_WRITTEN REQUEST_
Edit every one of the rows below so that "single marker" becomes "single point" wherever it occurs, and leave all other text as it is.

Pointing records:
· · ·

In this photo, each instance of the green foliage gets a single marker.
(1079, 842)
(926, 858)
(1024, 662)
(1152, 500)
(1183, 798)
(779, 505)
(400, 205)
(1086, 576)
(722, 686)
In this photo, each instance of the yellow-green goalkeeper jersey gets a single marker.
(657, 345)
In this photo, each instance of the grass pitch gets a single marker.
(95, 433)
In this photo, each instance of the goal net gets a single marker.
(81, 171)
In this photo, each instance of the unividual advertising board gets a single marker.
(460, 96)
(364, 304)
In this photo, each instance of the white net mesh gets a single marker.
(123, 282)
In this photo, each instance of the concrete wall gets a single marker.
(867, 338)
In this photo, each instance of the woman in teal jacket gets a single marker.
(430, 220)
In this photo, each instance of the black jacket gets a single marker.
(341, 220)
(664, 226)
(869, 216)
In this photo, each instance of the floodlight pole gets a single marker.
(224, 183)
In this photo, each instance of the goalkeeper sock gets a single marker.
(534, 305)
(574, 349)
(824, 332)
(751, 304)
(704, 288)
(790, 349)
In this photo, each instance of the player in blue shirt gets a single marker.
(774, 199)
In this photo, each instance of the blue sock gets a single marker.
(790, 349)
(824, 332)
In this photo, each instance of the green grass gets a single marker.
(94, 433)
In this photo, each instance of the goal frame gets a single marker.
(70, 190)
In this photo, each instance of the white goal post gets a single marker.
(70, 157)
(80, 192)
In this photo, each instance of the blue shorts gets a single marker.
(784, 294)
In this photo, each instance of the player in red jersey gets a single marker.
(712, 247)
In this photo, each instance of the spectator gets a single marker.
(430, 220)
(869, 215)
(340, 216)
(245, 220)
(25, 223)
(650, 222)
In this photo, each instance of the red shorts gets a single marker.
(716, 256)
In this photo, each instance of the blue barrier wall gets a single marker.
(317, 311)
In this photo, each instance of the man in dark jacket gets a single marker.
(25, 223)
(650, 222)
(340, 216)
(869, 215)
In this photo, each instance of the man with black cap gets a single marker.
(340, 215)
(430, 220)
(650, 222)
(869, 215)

· · ·

_RESULT_
In this photo, each instance of the green foliage gets a single point.
(1079, 842)
(926, 858)
(1024, 662)
(1152, 500)
(1183, 798)
(779, 505)
(400, 205)
(1086, 576)
(722, 686)
In this photo, each instance of the yellow-green goalkeeper jersey gets a single point.
(657, 345)
In this photo, each instance of the grass pitch gets a single point.
(95, 433)
In this photo, each instance of the goal net gets a single point.
(81, 171)
In this photo, each instance of the unividual advertising board gets a single point.
(460, 96)
(364, 304)
In this photo, each instance of the white net mesh gets a single point.
(123, 282)
In this photo, each instance of the concrete wall gets a single point.
(867, 338)
In this photo, each instance of the woman in teal jacket gets a single point.
(430, 220)
In this photo, each instance of the black jacket gets a single point.
(341, 220)
(664, 226)
(869, 216)
In this photo, each instance of the floodlight pole gets a single point.
(224, 183)
In this photo, each instance of the goalkeeper sock gets a single point.
(534, 305)
(574, 349)
(824, 332)
(751, 304)
(704, 288)
(790, 349)
In this photo, each instance of the player in blue shirt gets a single point.
(774, 199)
In this photo, each instance of the blue sock gets a single point.
(790, 349)
(824, 332)
In this photo, each instance of the green grass gets a single point.
(94, 433)
In this photo, each instance of the goal frame gets a single point.
(70, 190)
In this photo, each instance of the white goal post gets a single point.
(70, 157)
(80, 192)
In this photo, each instance of the blue shorts gets a single point.
(784, 294)
In this photo, each instance of the player in red jersey gets a single point.
(712, 247)
In this photo, each instance of the spectator gets a single point.
(430, 220)
(869, 215)
(340, 216)
(245, 220)
(25, 223)
(650, 222)
In this photo, each instance of the red shorts gets a single point.
(716, 256)
In this photo, each instance of the blue barrier wall gets a single point.
(317, 311)
In this photo, each instance of the man in dark jacket gets a single point.
(25, 223)
(650, 222)
(340, 216)
(869, 215)
In this photo, each instance of the man with black cap gets a single point.
(340, 215)
(430, 220)
(650, 222)
(869, 215)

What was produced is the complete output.